=== Extrait de texte ===

Une enquête inattendue pour le commandant Keraudren qui le conduit, de cadavre en cadavre, jusqu'à un point de non retour...

Deux enquêtes policières sont menées parallèlement. L’une est locale, une série de meurtres dans une famille du milieu viticole. La seconde, d’importance nationale, concerne la mort d’un magnat chinois dans un crash d’hélicoptère. L’intrigue se déroule principalement dans les vignobles bordelais. C’est un milieu fort de traditions mais aussi un commerce qui intéresse de plus en plus les hommes d’affaires étrangers. Dans ce roman, les deux aspects s’entrechoquent : l’héritage traditionnel rencontre les manigances de la mafia chinoise, soupçonnée d’être à la tête d’un trafic de vins.

Un livre inspiré par un dossier brûlant d'actualité, et sur lequel le parquet financier de Paris vient d'ouvrir une enquête...

=== Liste fournie ===

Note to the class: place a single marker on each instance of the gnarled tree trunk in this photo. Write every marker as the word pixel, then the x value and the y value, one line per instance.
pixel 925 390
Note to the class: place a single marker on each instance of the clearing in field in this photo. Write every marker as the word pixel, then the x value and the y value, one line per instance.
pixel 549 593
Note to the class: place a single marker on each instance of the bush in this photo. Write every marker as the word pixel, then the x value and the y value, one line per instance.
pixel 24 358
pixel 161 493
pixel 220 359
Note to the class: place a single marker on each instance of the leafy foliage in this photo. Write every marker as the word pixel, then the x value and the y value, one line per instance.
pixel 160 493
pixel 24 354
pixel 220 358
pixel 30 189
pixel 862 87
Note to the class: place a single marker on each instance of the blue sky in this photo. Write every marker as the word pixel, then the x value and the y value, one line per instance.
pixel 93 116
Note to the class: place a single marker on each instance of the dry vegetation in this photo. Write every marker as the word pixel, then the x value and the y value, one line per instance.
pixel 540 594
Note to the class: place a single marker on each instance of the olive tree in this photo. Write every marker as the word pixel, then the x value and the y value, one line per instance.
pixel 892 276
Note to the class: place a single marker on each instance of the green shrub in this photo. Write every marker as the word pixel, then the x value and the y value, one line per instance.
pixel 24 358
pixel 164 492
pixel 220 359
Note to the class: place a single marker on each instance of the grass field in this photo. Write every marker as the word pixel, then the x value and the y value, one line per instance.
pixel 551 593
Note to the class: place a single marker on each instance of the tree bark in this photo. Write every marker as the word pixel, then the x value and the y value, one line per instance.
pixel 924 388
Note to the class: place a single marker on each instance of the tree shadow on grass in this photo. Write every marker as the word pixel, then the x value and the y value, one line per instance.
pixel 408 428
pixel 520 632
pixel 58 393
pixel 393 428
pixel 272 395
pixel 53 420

===

- _Objectif de la tâche_
Prolongez la présentation du roman policier situé dans les vignobles bordelais, en reprenant après sa dernière phrase.

- _Réponse à la tâche_
CE QU'EN PENSE LA CRITIQUE

-Commissaire de police, Bernard Catto, s'attache à décrire avec réalisme le déroulement des procédures. Les personnages sont à peine esquissés, l'auteur se concentre sur l'intrigue. L'histoire inspirée d'événements réels est intéressante - py314159, Babelio

À PROPOS DE L'AUTEUR

Bernard Catto a débuté sa vie professionnelle dans la marine marchande, puis à l’Agence France Presse, avant de faire carrière dans la police nationale, où il a intégré le corps des commissaires. Il a été à la tête de nombreux postes opérationnels, tant en Outre mer qu’en métropole. Il met en scène dans ses romans, des «flics» qu’il a côtoyés au cours de sa carrière, comme des situations réelles qui empruntent à son expérience et à son vécu. Il vit à Bordeaux.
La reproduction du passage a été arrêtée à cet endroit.